YOUR INSTRUCTIONS
Continue the list of books on race, disability and neurodivergence below, picking up after its final entry.

SUPPLIED TEXT

This book is written by Doyin Richards. The book talks about there being different races. The author encourages children to be more accepting. He highlights that our differences do not matter, what matters is what we do together as friends, families, colleagues and citizens.
- The Power of Disability
The author, Al Etmanski, offers ten lessons we can learn from people with disabilities like Greta Thunberg, Steven Hawking, Helen Keller and others. The book talks about how those with disabilities have helped shape history and have played key roles in improving society like the birth of democracy and identifying secrets of the universe.
- Divergent Mind: Thriving in a World That Wasn’t Designed for You
The author, Jenara Nerenberg, conducted a study of women that have ADHD, autism, synesthesia, high sensitivity and sensory processing disorder and she tried to answer why these traits are overlooked in women. Towards the end, she talks about the many advantages of allowing the unique strengths of these women to flourish and how it can create a better future for everyone.

MATERIAL SHOWN
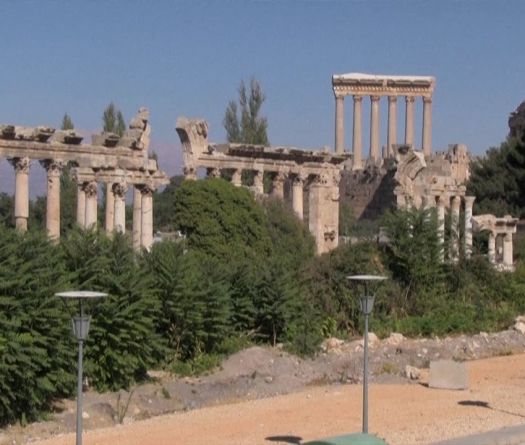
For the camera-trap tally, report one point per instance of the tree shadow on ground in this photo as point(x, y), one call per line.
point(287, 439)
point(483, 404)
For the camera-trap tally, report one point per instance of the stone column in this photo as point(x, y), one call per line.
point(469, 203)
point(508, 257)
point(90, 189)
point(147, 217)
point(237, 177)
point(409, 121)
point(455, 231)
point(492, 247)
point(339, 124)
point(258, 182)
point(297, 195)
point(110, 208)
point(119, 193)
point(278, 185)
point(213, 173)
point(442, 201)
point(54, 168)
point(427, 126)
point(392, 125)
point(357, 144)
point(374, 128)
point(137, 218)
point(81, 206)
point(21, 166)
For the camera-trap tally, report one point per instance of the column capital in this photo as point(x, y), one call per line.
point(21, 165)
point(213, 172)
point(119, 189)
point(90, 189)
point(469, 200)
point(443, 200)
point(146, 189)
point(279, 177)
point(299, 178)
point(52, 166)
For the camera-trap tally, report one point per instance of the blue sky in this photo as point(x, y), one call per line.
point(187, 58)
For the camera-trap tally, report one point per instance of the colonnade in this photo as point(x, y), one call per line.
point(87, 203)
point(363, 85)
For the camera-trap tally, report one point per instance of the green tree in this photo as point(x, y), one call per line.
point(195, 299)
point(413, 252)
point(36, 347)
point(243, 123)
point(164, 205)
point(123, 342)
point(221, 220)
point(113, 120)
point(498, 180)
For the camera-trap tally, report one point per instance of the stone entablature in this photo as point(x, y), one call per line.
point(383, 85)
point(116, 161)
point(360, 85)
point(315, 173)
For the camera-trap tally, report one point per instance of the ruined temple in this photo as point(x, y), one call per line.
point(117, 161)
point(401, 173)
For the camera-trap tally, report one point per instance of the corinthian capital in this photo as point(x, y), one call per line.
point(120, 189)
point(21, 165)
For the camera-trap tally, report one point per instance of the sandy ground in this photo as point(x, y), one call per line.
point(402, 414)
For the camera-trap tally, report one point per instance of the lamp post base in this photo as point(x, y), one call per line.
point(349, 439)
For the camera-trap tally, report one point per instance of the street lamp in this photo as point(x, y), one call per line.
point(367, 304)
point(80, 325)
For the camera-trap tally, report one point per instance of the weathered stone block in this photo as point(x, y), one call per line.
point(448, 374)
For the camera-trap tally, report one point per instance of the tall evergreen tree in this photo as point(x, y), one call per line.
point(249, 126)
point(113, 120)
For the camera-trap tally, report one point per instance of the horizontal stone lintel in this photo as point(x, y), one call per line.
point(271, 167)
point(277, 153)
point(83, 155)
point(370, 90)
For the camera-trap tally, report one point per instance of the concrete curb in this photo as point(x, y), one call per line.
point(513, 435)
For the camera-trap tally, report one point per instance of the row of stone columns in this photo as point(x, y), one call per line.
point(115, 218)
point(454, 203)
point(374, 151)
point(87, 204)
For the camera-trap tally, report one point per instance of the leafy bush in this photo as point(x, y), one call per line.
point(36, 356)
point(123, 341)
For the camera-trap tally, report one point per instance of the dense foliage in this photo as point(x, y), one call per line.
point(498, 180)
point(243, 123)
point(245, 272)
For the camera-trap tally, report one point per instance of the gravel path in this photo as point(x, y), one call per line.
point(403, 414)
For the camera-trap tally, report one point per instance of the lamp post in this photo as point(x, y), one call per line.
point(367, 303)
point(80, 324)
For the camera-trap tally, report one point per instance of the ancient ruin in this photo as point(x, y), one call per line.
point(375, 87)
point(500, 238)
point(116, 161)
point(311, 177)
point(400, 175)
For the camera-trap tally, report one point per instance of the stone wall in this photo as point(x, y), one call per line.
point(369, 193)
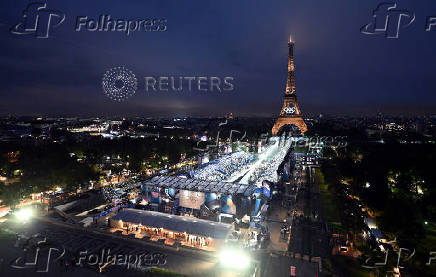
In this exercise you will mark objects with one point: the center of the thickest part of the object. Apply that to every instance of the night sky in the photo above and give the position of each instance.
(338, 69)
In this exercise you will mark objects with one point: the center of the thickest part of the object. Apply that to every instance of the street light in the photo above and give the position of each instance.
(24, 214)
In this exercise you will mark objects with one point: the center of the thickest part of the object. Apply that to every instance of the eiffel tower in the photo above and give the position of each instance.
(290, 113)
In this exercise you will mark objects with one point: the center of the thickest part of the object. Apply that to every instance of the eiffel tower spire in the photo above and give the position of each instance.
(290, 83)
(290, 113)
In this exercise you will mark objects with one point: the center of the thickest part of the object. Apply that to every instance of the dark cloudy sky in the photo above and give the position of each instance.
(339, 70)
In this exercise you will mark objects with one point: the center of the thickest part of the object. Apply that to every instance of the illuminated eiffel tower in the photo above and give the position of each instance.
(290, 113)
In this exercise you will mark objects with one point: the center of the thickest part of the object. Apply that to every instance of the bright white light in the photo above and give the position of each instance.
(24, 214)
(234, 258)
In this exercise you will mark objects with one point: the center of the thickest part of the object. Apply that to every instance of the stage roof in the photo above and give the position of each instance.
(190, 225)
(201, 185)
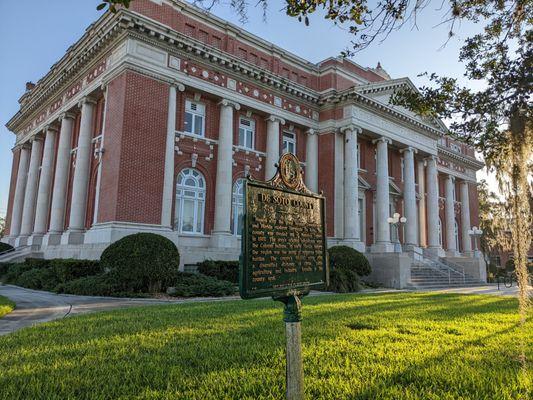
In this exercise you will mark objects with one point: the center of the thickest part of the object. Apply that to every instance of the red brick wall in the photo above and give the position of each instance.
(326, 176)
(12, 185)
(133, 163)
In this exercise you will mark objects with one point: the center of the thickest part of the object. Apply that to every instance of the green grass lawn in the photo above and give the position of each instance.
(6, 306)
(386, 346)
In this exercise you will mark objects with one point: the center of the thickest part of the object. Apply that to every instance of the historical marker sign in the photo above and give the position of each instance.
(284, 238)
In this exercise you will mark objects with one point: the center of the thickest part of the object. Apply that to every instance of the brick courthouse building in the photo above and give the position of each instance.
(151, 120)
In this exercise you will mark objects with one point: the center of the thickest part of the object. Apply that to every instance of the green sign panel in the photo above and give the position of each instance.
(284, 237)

ANSWER TO THE PROBLEM
- Everybody Feels Shy
The author is Moira Harvey. As the title suggests, the book addresses shyness and nervousness in children. The book addresses this through two characters, Mateo and Poppy and what they do when they feel such emotions. This book is told from a child’s point of view and is thus of great help to children who are able to identify themselves with this child. The book provides children with the ability to clearly express themselves and guides how to manage or overcome their shyness.
- Just Ask!: Be Different, Be Brave, Be You
This book is written by US Supreme Court Justice Sonia Sotomayor. The book aims at celebrating the variety of abilities children and people of all ages have. The author uses her diabetes diagnosis as a child and has written about children facing a variety of other problems. The author concludes, that as children go about asking each other questions and building their community gardens, the author implores the reader to do the same. When one comes across someone different from them but they are not sure why all they need to do is Just Ask.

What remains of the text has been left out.